[Referring expression pointing data]

'''

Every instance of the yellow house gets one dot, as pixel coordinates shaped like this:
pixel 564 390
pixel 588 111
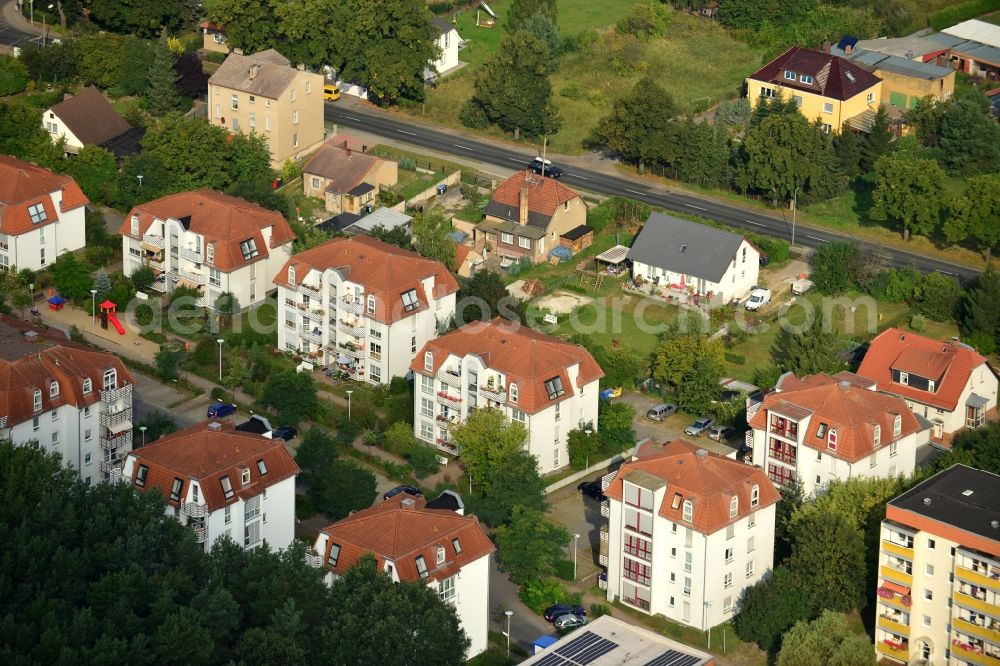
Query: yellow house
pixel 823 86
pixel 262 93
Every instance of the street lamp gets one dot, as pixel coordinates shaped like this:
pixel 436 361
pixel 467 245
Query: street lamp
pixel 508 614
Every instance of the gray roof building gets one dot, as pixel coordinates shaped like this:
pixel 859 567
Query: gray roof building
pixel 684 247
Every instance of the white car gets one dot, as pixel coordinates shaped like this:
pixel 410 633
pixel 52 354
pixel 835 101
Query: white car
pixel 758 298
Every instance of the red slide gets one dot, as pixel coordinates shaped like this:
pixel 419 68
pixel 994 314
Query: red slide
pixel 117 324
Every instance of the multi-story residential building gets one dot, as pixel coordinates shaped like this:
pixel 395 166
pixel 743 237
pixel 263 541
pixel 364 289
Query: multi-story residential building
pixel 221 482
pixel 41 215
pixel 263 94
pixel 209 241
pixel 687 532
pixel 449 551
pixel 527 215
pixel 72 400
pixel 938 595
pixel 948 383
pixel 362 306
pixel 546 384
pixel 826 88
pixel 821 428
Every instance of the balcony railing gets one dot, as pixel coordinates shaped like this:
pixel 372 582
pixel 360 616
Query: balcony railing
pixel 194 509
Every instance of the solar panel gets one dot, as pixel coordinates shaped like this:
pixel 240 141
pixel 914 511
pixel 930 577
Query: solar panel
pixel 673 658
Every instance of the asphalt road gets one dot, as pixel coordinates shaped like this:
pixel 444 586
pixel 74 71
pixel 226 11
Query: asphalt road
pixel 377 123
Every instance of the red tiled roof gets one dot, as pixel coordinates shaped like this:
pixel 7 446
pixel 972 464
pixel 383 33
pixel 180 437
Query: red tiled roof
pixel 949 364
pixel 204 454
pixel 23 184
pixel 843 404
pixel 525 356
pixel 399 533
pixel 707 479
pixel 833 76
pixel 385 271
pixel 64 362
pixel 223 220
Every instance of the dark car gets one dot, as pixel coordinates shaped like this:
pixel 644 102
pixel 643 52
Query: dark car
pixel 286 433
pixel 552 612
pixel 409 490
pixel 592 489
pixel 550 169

'''

== Assignment ==
From the records above, transcribe without alteration every line from the one with "Query: street lamp" to the one with "pixel 180 437", inclusive.

== Final answer ==
Query: street lamp
pixel 508 614
Every instance of the gray roof building gets one dot, as pixel coordinates shaped like this:
pixel 859 567
Query: gray roof building
pixel 684 247
Every instance of the white car gets one dot, as pixel coordinates shaped like this:
pixel 410 633
pixel 52 354
pixel 835 101
Query: white car
pixel 758 298
Every instance of the red slide gets one dot, as pixel coordinates shaped like this:
pixel 419 68
pixel 994 314
Query: red slide
pixel 117 324
Every instance of the multi-story residential building gets one dot, as pixel coordinates shaped like this:
pixel 395 166
pixel 743 237
pixel 263 541
pixel 364 289
Query: multi-story residential building
pixel 221 482
pixel 41 215
pixel 263 94
pixel 209 241
pixel 687 532
pixel 449 551
pixel 527 215
pixel 72 400
pixel 938 595
pixel 948 383
pixel 362 306
pixel 546 384
pixel 826 88
pixel 821 428
Every instance of the balcony railing gets one dot, as pixel coordinates shaped like this:
pixel 372 582
pixel 360 616
Query: balcony railing
pixel 194 509
Every instance of the solar panel gets one dot, as pixel coordinates shaped like this:
pixel 240 141
pixel 914 511
pixel 930 577
Query: solar panel
pixel 673 658
Every instance of the asphalt road gets one dot, as pixel coordinates shaped like this:
pixel 444 586
pixel 74 71
pixel 226 11
Query: asphalt road
pixel 377 123
Every instance of the red tiled roof gets one dot, as pixel coordinates shaped like this:
pixel 7 446
pixel 972 464
pixel 383 33
pixel 180 437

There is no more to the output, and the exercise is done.